Assignment
Take the entries below and retype them exactly.

====== Supplied information

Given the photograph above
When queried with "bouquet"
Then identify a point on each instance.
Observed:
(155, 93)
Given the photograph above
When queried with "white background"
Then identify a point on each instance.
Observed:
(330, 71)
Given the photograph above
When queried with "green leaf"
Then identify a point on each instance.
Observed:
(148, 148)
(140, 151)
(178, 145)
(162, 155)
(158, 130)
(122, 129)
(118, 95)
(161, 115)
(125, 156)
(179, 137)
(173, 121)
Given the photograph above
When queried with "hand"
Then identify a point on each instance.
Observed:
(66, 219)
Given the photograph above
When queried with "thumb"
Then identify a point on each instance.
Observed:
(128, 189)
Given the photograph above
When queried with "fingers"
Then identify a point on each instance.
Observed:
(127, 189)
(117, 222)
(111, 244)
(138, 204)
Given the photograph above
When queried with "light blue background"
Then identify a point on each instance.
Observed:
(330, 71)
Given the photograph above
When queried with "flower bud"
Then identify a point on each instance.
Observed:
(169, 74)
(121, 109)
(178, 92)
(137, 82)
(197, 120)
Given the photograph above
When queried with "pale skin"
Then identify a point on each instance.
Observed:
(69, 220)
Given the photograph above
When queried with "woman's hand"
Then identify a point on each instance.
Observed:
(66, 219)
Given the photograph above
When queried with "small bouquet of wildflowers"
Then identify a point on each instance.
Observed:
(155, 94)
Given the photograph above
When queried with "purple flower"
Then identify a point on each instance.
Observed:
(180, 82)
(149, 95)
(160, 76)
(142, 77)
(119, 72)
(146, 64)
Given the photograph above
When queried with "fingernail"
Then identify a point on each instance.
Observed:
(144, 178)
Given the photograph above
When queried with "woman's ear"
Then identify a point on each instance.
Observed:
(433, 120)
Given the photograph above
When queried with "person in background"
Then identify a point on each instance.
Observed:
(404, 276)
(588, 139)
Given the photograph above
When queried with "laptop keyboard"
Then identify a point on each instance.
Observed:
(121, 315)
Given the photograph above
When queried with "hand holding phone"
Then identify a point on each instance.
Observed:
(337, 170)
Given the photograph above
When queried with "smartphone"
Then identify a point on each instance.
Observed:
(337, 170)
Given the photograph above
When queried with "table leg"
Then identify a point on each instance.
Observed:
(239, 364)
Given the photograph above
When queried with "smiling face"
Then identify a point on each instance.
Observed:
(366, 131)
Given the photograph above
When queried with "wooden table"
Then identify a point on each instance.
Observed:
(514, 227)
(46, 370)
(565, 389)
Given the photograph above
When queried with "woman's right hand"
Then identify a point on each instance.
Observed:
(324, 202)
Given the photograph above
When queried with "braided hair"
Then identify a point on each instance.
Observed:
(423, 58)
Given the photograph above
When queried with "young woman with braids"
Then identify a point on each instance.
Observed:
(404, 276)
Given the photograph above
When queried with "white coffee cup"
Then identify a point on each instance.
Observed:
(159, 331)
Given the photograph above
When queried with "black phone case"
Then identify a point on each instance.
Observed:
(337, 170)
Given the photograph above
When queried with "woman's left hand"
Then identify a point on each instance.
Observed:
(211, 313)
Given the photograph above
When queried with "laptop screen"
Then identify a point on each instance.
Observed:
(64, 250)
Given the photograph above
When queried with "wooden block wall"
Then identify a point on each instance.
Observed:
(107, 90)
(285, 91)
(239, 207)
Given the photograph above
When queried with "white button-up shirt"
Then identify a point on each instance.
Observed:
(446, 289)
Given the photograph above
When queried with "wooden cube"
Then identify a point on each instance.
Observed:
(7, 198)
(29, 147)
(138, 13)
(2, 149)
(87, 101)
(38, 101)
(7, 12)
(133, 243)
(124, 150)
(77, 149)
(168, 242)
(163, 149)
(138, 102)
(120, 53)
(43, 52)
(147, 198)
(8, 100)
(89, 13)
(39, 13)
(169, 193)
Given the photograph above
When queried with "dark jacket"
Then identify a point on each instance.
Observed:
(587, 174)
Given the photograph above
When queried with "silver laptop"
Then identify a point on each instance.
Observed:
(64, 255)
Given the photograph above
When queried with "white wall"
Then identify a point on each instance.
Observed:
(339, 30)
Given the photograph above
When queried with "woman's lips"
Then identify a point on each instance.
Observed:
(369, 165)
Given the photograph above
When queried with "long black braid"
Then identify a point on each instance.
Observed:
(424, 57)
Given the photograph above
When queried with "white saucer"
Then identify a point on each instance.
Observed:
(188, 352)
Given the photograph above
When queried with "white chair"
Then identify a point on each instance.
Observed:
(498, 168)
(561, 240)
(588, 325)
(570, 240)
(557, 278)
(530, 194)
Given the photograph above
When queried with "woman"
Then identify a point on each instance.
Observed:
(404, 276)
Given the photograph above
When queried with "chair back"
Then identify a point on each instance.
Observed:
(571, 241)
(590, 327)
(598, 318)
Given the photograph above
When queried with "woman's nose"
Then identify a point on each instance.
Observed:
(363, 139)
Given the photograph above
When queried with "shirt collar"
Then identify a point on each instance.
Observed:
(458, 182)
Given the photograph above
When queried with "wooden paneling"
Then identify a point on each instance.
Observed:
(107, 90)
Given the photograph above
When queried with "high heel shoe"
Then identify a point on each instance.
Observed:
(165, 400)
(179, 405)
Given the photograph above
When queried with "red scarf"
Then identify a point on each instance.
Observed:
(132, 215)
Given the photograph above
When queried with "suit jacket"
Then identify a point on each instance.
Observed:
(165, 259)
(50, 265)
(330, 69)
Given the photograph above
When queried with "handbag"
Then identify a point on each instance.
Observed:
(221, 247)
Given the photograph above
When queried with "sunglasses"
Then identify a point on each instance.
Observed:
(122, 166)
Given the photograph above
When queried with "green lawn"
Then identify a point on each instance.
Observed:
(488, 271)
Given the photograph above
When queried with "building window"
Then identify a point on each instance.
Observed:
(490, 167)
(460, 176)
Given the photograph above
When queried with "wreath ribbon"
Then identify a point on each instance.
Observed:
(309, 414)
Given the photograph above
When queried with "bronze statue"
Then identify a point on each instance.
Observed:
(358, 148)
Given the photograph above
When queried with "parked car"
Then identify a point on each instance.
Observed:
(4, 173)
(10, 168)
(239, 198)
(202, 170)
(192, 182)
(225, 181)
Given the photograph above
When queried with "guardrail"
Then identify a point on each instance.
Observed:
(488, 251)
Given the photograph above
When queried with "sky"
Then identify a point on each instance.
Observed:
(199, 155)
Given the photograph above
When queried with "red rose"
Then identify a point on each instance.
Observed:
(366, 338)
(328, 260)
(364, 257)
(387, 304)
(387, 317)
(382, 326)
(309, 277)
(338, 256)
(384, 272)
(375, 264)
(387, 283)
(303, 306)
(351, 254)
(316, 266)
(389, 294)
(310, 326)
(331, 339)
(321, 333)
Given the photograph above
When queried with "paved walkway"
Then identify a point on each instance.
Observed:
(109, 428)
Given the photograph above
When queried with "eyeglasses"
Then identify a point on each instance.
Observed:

============

Reply to the task
Given the photograph above
When queried with "bouquet"
Then identify a point on each instance.
Observed:
(155, 93)
Given the photograph above
When queried with "white background"
Then identify a point on each instance.
Observed:
(330, 71)
Given the photograph above
When queried with "green leaf"
Then identify a point on each instance.
Observed:
(148, 148)
(140, 151)
(178, 145)
(162, 155)
(158, 130)
(122, 129)
(118, 95)
(161, 115)
(125, 156)
(179, 137)
(173, 121)
Given the photograph above
When queried with "hand"
Then identify a point on each instance.
Observed:
(66, 219)
Given the photograph above
When queried with "thumb"
Then identify a point on each instance.
Observed:
(128, 189)
Given the photograph above
When queried with "fingers"
Then identify a point on each instance.
Observed:
(127, 189)
(117, 222)
(111, 244)
(138, 204)
Given the photograph above
When queried with "light blue background"
Then identify a point on each instance.
Observed:
(330, 71)
Given the photograph above
When queried with "flower bud"
Then identify a point on each instance.
Observed:
(169, 74)
(121, 109)
(178, 92)
(137, 82)
(197, 120)
Given the photograph above
When queried with "pale skin"
Then identify a point on each instance.
Observed:
(69, 220)
Given the photograph above
When queried with "woman's hand"
Then identify a point on each instance.
Observed:
(66, 219)
Given the photograph above
When queried with "small bouquet of wildflowers"
Then identify a point on each instance.
Observed:
(155, 94)
Given the photograph above
When queried with "purple flower"
Then identify a point on each instance.
Observed:
(180, 82)
(149, 95)
(160, 76)
(142, 77)
(119, 72)
(146, 64)
Given the photograph above
When queried with "fingernail"
Then identify a point on each instance.
Observed:
(144, 178)
Given the photograph above
When queried with "woman's ear"
Then identify a point on each instance.
Observed:
(433, 120)
Given the photograph above
When queried with "person in background"
Then identify a point on each instance.
Observed:
(404, 276)
(588, 139)
Given the photograph above
When queried with "laptop keyboard"
Then identify a point on each instance.
Observed:
(121, 315)
Given the photograph above
When queried with "hand holding phone"
Then identify a point on each instance.
Observed:
(337, 170)
Given the photograph above
When queried with "smartphone"
Then identify a point on each instance.
Observed:
(337, 170)
Given the photograph above
When queried with "table leg"
Then identify a point on each instance.
Observed:
(239, 364)
Given the photograph above
When queried with "smiling face"
Then identify a point on each instance.
Observed:
(366, 131)
Given the photograph above
When queried with "wooden table"
Then identify a point on each instance.
Observed:
(514, 227)
(46, 370)
(565, 389)
Given the photograph above
When queried with "woman's right hand"
Then identify a point on each instance.
Observed:
(324, 202)
Given the photograph above
When queried with "braided hair"
Then identify a point on each instance.
Observed:
(423, 58)
Given the photograph above
When queried with "young woman with braids"
Then identify a point on each instance.
Observed:
(404, 276)
Given the photograph above
When queried with "white coffee cup"
Then identify a point on each instance.
Observed:
(159, 331)
Given the photograph above
When queried with "black phone case"
Then identify a point on each instance.
Observed:
(337, 170)
Given the photograph above
When queried with "woman's left hand"
Then identify a point on each instance.
Observed:
(211, 313)
Given the photograph above
When queried with "laptop screen"
Then identify a point on each instance.
Observed:
(64, 250)
Given the photograph above
When queried with "wooden block wall"
Then identify a point on each instance.
Observed:
(107, 90)
(285, 91)
(239, 207)
Given the photograph above
When queried with "white button-up shirt"
Then identify a point on each instance.
Observed:
(446, 289)
Given the photograph above
When queried with "wooden cube"
Then identify a point on each instance.
Observed:
(7, 198)
(29, 147)
(138, 13)
(2, 149)
(87, 101)
(38, 101)
(7, 12)
(133, 243)
(124, 150)
(77, 149)
(168, 242)
(163, 149)
(138, 102)
(120, 53)
(43, 52)
(147, 198)
(8, 100)
(89, 13)
(39, 13)
(169, 193)
Given the photograph above
When queried with "dark jacket"
Then identify a point on each instance.
Observed:
(587, 174)
Given the photograph above
When queried with "silver laptop"
Then identify a point on each instance.
Observed:
(64, 255)
Given the photograph above
When queried with "white wall"
Then identify a point on each instance.
Observed:
(339, 30)
Given the photograph above
When queried with "woman's lips"
Then identify a point on each instance.
Observed:
(369, 165)
Given the photograph above
When queried with "long black braid"
Then identify a point on each instance.
Observed:
(424, 57)
Given the photograph above
When queried with "white saucer"
Then identify a point on each instance.
Observed:
(188, 352)
Given the photograph above
When queried with "white chair"
Then identify a point on each instance.
Observed:
(498, 168)
(561, 240)
(588, 325)
(570, 240)
(557, 278)
(530, 194)
Given the photograph above
When queried with "woman"
Then identify a point on each instance.
Observed:
(404, 276)
Given the photograph above
When queried with "chair back"
Then identify a point on each instance.
Observed:
(571, 241)
(590, 327)
(598, 318)
Given the photograph above
When queried with "woman's nose"
Then identify a point on each instance.
Observed:
(363, 139)
Given the photograph above
When queried with "shirt collar"
Then identify a point on each instance.
Observed:
(458, 182)
Given the photograph above
When queried with "wooden paneling"
Then identify a point on each instance.
Observed:
(107, 90)
Given the photograph above
When queried with "high heel shoe"
Then identify a point on each instance.
Observed:
(165, 400)
(179, 405)
Given the photograph above
When queried with "red scarf"
Then identify a point on each instance.
Observed:
(132, 215)
Given the photograph above
When queried with "suit jacket"
Then identify a point on each instance.
Observed:
(165, 259)
(50, 265)
(330, 69)
Given the photograph above
When queried with "handbag"
Then identify a point on each instance.
Observed:
(221, 247)
Given the photograph above
When queried with "sunglasses"
Then identify a point on each instance.
Observed:
(122, 166)
Given the photograph above
When queried with "green lawn"
Then identify a point on each instance.
Observed:
(488, 271)
Given the photograph above
When queried with "building window"
Then identify a point on each instance.
Observed:
(490, 167)
(460, 176)
Given the photograph above
When queried with "wreath ribbon"
Then identify a point on each instance.
Observed:
(309, 414)
Given the photograph above
When queried with "bronze statue"
Then identify a point on each instance.
Observed:
(358, 148)
Given the photograph above
When queried with "parked car"
Then identify a point on each instance.
Observed:
(4, 173)
(10, 168)
(239, 198)
(202, 170)
(192, 182)
(225, 181)
Given the photograph above
When queried with "guardrail"
Then identify a point on each instance.
Observed:
(488, 251)
Given the photograph above
When queried with "sky"
Then identify a point on each instance.
Observed:
(199, 155)
Given the photograph above
When queried with "red rose"
Then identify a point on each instance.
Observed:
(366, 338)
(328, 260)
(364, 257)
(387, 304)
(387, 317)
(382, 326)
(309, 277)
(338, 256)
(384, 272)
(375, 264)
(387, 283)
(303, 306)
(351, 254)
(316, 266)
(389, 294)
(310, 326)
(331, 339)
(321, 333)
Given the photograph above
When queried with "paved walkway"
Then identify a point on each instance.
Observed:
(109, 428)
Given the photograph above
When queried with "eyeglasses"
Then identify a point on each instance.
Observed:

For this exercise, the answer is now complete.